=== EXCERTO DO TEXTO ===
((

Livro
O novo livro de Joaquim Franco recupera 71 crónicas publicadas no
site da SIC ou ditas no programa Princípio e Fim da RR.
São textos que atravessam dez anos
de mudanças e perplexidades na religião, no mundo, em Portugal. A Paulinas
Editora inaugura, com esta obra, uma nova colecção intitulada Sinais de Fronteira, e explica que Com Franqueza... faculta “flashes
(clarões) produzidos pelo especial olhar” de Joaquim Franco, “em alguns
momentos da nossa História, mas também da sua riquíssima história de repórter e
cronista reconhecido”.
O autor, jornalista da SIC,
investigador do Clepul (Centro de Literaturas e Culturas Lusófonas e
Europeias), da Universidade de Lisboa, e em Ciência das Religiões na Universidade
Lusófona, analisa o tempo que passa e o mundo que fica, tendo como
enquadramento a religião, o fenómeno religioso, as estruturas religiosas,
nomeadamente a Igreja Católica, o mundo que se move pela religião e o outro que
não entende a religião. As crónicas estão reunidas em seis capítulos: Igreja e Religião no tempo; Portugal; Religião e Desporto; Páscoa;
Papa Ratzinger; Papa Bergoglio.
Com Franqueza... foi apresentado em Lisboa no dia 4 de Maio, por Felisbela Lopes, da
Universidade do Minho, António
Sampaio da Nóvoa, ex-reitor da Universidade de Lisboa que assina o
prefácio, António José
Teixeira, director da SIC Noticias, e Ângela Roque, editora de
Religião da Rádio Renascença (pode ver-se a gravação vídeo das intervenções
clicando no respectivo nome).
Coube a Felisbela Lopes fazer a síntese da obra, que se transcreve a seguir:
É com todo o gosto que apresento
o livro de Joaquim Franco. Porque é um livro especial, que interrompe a pressa
com que nos habituamos a viver, fazendo-nos olhar devagar para periferias que
nos vão estruturando como sociedade. Porque é escrito por um jornalista cujo
trabalho aprecio imenso. Porque é sóbrio na postura e de grande densidade
naquilo que faz.
Com
Franqueza... a obra que aqui se apresenta é
isso mesmo que o título evidencia. Um olhar límpido e despretensioso sobre
várias realidades, com um foco particular no campo religioso, perspetivado com
a distância de um jornalista que sabe do que fala. Se é para a reflexão que
este texto nos interpela, convém que o autor seja rigoroso naquilo que escreve.

))

=== ENUNCIADO ===
Devolva, sem qualquer alteração, o trecho do texto sobre o livro de Joaquim Franco que começa nas palavras que contêm "Com Franqueza... foi" e termina em "naquilo que faz.".

[Itens de marcação de regiões]
((

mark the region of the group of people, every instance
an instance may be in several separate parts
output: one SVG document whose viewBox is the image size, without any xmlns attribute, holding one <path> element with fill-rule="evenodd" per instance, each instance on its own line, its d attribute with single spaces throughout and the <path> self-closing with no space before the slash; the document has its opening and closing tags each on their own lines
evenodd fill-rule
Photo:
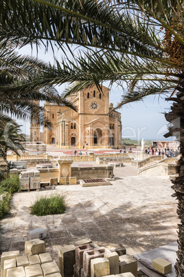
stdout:
<svg viewBox="0 0 184 277">
<path fill-rule="evenodd" d="M 130 148 L 128 149 L 128 152 L 132 152 L 132 147 L 130 147 Z M 122 153 L 122 149 L 120 149 L 119 153 Z M 125 147 L 125 146 L 124 147 L 124 153 L 126 153 L 126 147 Z"/>
<path fill-rule="evenodd" d="M 165 156 L 168 158 L 172 158 L 172 157 L 176 157 L 179 152 L 178 152 L 178 150 L 170 150 L 169 148 L 166 149 L 165 148 L 165 150 L 160 150 L 159 149 L 159 150 L 155 148 L 155 150 L 153 149 L 153 146 L 151 147 L 151 149 L 150 149 L 150 146 L 148 146 L 148 149 L 145 150 L 145 153 L 149 154 L 152 154 L 154 155 L 155 154 L 156 156 L 159 156 L 159 155 L 164 155 L 165 154 Z"/>
<path fill-rule="evenodd" d="M 83 148 L 83 149 L 84 149 L 84 148 Z M 78 154 L 77 151 L 76 151 L 76 150 L 74 150 L 74 155 L 76 156 L 77 154 Z M 81 152 L 80 150 L 80 152 L 78 152 L 78 154 L 79 154 L 79 155 L 82 155 L 82 152 Z M 86 155 L 88 154 L 87 152 L 86 152 L 85 154 L 86 154 Z"/>
</svg>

))

=== RESPOSTA REDIGIDA ===
Com Franqueza... foi apresentado em Lisboa no dia 4 de Maio, por Felisbela Lopes, da
Universidade do Minho, António
Sampaio da Nóvoa, ex-reitor da Universidade de Lisboa que assina o
prefácio, António José
Teixeira, director da SIC Noticias, e Ângela Roque, editora de
Religião da Rádio Renascença (pode ver-se a gravação vídeo das intervenções
clicando no respectivo nome).
Coube a Felisbela Lopes fazer a síntese da obra, que se transcreve a seguir:
É com todo o gosto que apresento
o livro de Joaquim Franco. Porque é um livro especial, que interrompe a pressa
com que nos habituamos a viver, fazendo-nos olhar devagar para periferias que
nos vão estruturando como sociedade. Porque é escrito por um jornalista cujo
trabalho aprecio imenso. Porque é sóbrio na postura e de grande densidade
naquilo que faz.